Data extracts>
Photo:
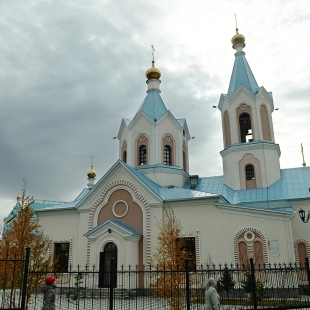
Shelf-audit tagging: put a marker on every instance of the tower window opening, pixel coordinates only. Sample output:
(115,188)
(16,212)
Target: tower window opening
(142,152)
(184,162)
(250,175)
(246,134)
(167,155)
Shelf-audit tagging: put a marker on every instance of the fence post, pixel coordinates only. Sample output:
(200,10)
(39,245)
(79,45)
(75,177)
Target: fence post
(24,290)
(111,282)
(253,283)
(308,270)
(187,285)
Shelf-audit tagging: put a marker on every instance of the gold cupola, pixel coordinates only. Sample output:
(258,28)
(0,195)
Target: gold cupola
(153,73)
(238,39)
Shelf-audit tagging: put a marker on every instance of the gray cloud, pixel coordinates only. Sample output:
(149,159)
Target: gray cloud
(71,70)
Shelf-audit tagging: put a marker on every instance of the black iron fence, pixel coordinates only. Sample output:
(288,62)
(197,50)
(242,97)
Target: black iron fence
(285,286)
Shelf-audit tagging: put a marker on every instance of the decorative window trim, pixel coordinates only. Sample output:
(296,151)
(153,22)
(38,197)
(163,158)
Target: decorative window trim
(138,197)
(167,140)
(113,208)
(263,240)
(306,243)
(141,140)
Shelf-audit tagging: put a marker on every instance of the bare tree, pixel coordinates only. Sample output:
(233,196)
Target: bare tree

The problem> Count every line of the data in which the word "bare" appears, and report only the total.

Solved problem> 2